→ Material for this exercise
═══

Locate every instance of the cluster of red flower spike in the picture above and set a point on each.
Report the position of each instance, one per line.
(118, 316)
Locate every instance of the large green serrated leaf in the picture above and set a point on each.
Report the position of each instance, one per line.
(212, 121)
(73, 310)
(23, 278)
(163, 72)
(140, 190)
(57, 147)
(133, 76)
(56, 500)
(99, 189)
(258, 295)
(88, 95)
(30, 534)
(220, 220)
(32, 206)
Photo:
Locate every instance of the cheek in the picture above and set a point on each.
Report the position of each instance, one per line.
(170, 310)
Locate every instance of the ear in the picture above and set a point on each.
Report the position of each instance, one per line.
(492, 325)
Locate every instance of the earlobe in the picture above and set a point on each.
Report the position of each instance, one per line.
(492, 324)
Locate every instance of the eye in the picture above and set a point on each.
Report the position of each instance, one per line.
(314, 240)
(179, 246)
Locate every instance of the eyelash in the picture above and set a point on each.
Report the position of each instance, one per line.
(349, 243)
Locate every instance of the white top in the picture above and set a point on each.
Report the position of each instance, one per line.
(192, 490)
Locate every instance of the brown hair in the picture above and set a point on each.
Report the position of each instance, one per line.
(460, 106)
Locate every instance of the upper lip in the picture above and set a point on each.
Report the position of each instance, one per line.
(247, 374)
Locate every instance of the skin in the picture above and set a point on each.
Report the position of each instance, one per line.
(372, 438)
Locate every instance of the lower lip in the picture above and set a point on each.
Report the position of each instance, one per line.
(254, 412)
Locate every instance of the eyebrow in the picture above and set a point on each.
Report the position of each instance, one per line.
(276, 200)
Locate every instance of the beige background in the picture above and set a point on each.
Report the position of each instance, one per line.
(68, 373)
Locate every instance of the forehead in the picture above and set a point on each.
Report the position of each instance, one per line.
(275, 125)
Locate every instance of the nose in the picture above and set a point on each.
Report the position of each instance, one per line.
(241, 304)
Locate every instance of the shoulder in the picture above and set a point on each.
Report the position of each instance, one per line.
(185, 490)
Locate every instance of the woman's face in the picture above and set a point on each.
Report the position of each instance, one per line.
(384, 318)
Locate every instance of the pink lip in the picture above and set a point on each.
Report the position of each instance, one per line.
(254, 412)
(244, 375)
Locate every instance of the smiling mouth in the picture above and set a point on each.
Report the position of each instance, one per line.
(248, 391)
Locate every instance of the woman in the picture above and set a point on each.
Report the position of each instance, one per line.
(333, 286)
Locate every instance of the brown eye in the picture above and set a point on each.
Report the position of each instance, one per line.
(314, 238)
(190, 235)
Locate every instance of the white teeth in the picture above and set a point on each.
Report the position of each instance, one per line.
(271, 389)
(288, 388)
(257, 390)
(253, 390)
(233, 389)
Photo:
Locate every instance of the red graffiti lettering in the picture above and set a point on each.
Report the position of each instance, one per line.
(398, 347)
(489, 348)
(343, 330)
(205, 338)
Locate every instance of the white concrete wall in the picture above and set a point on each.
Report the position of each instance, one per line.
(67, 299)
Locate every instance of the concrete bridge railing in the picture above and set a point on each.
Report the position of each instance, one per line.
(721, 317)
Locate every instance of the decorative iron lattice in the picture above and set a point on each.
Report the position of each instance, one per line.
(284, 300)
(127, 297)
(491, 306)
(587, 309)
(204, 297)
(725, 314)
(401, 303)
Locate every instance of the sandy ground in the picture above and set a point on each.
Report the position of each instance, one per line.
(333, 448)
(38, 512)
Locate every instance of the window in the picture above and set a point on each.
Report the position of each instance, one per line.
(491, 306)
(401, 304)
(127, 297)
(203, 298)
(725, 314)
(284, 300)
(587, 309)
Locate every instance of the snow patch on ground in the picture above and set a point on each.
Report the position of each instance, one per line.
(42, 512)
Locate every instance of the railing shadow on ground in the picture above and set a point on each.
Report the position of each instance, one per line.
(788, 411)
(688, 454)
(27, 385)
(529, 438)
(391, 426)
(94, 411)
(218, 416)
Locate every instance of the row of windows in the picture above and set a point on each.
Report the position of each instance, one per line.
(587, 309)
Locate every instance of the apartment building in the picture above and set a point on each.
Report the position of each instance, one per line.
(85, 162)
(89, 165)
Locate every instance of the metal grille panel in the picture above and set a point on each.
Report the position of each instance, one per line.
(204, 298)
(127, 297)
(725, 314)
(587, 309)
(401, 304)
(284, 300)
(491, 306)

═══

→ Required action
Print every record above exactly as it appears.

→ Answer to this task
Locate every instance of the cluster of red flower spike in the picture above and set a point on each.
Report the position of each instance, one per line.
(118, 316)
Locate every instance of the large green serrated leaf in the picture above and set a point on each.
Report the position of each instance, one per line.
(212, 121)
(73, 310)
(23, 278)
(163, 72)
(140, 190)
(57, 147)
(133, 76)
(56, 500)
(99, 189)
(258, 295)
(88, 95)
(30, 534)
(220, 220)
(32, 206)
Photo:
Locate every instance of the cheek in the picture above and set a point on each.
Report the position of each instance, one per line.
(170, 310)
Locate every instance of the ear in the picture above and set a point on each.
Report the position of each instance, one per line.
(492, 325)
Locate every instance of the earlobe in the picture above and set a point on each.
Report the position of each instance, one per line.
(492, 324)
Locate every instance of the eye in the picture above and set a point on each.
Report the position of each instance, one per line.
(314, 240)
(179, 246)
Locate every instance of the eyelash in the picture above and set a point on each.
Report the position of each instance, one per line.
(349, 243)
Locate every instance of the white top in the picture above and set a point on each.
Report the position of each instance, one per line.
(192, 490)
Locate every instance of the brown hair in the picture above and set a point on each.
Report the position of each instance, one per line.
(460, 106)
Locate every instance of the upper lip in the picture above and set a point on each.
Report the position of each instance, one per line.
(247, 374)
Locate every instance of the skin in the picture above and set a point on each.
Report the position of each instance, one per line.
(372, 438)
Locate every instance of the lower lip in the picture above and set a point on each.
Report the position of each instance, one per line.
(254, 412)
Locate every instance of the eyebrow in the picture above and set a point on each.
Report the position of each instance, one per line.
(276, 200)
Locate every instance of the beige background in the picture above and set a point on each.
Report the position of each instance, one per line.
(68, 373)
Locate every instance of the forehead in the picture above and set a point on each.
Report the position of each instance, one per line.
(275, 125)
Locate every instance of the nose in the picture above and set a point on each.
Report the position of each instance, one per line.
(241, 304)
Locate every instance of the shoulder in the picture above and set a point on each.
Report the position of each instance, one per line.
(185, 490)
Locate every instance of the woman's face in the picture above and set a point on each.
Report the position of each instance, one per line.
(384, 318)
Locate every instance of the pink lip in the picture above and set a point on each.
Report the position of each instance, one per line.
(254, 412)
(244, 375)
Locate every instance of the smiling mouth in the picture above and set a point on each.
Report the position of each instance, one per line.
(248, 391)
Locate every instance of the woman in the picture above and set a point on each.
Report the position of each instance, one per line.
(333, 286)
Locate every instance of the brown eye in the picture above and set a point on each.
Report the position of each instance, one per line.
(314, 238)
(190, 235)
Locate every instance of the white teeth in the picture above and set a point on each.
Report the position of each instance, one per line.
(271, 389)
(288, 388)
(257, 390)
(253, 390)
(233, 389)
Photo:
Locate every instance of the red graffiti lettering in the picture above and set a point on each.
Report the position of each instance, one per line.
(398, 347)
(489, 348)
(343, 330)
(205, 338)
Locate every instance of the white concrete wall in the picture above and set a point on each.
Report the position of each instance, one per line.
(67, 299)
Locate every instance of the concrete bridge railing in the picture above and set a point on each.
Report the position of each instance, one per line.
(721, 317)
Locate every instance of the decorative iron lattice in the picture above and set a point on each.
Report the position of each instance, one per line.
(284, 300)
(127, 297)
(491, 306)
(587, 309)
(204, 297)
(725, 314)
(401, 303)
Locate every instance of the sandy ground in the picture above and set a point on each.
Report the position of each instance, one per line.
(333, 448)
(38, 512)
Locate every instance of the window in the picture above and set a point on each.
Report the position of each instance, one per line.
(491, 306)
(401, 304)
(127, 297)
(203, 298)
(725, 314)
(284, 300)
(587, 309)
Locate every instance of the snow patch on ground in the picture above and set a point on each.
Report the position of each instance, one per line.
(42, 512)
Locate every instance of the railing shadow on ground in the picture above and set a point on each.
Report the position of each instance, one per line.
(788, 411)
(688, 454)
(27, 385)
(529, 438)
(391, 426)
(94, 411)
(218, 416)
Locate every instance of the row of windows in the picture above and set a point on each.
Report the position of each instance, one per line.
(587, 309)
Locate every instance of the apartment building in the picture above and set a point on each.
Report the position of each instance, one per line.
(85, 162)
(89, 165)
Locate every instance of the metal grille panel in the picture above and set a point on each.
Report the position of each instance, one per line.
(204, 298)
(127, 297)
(725, 314)
(587, 309)
(401, 304)
(284, 300)
(491, 306)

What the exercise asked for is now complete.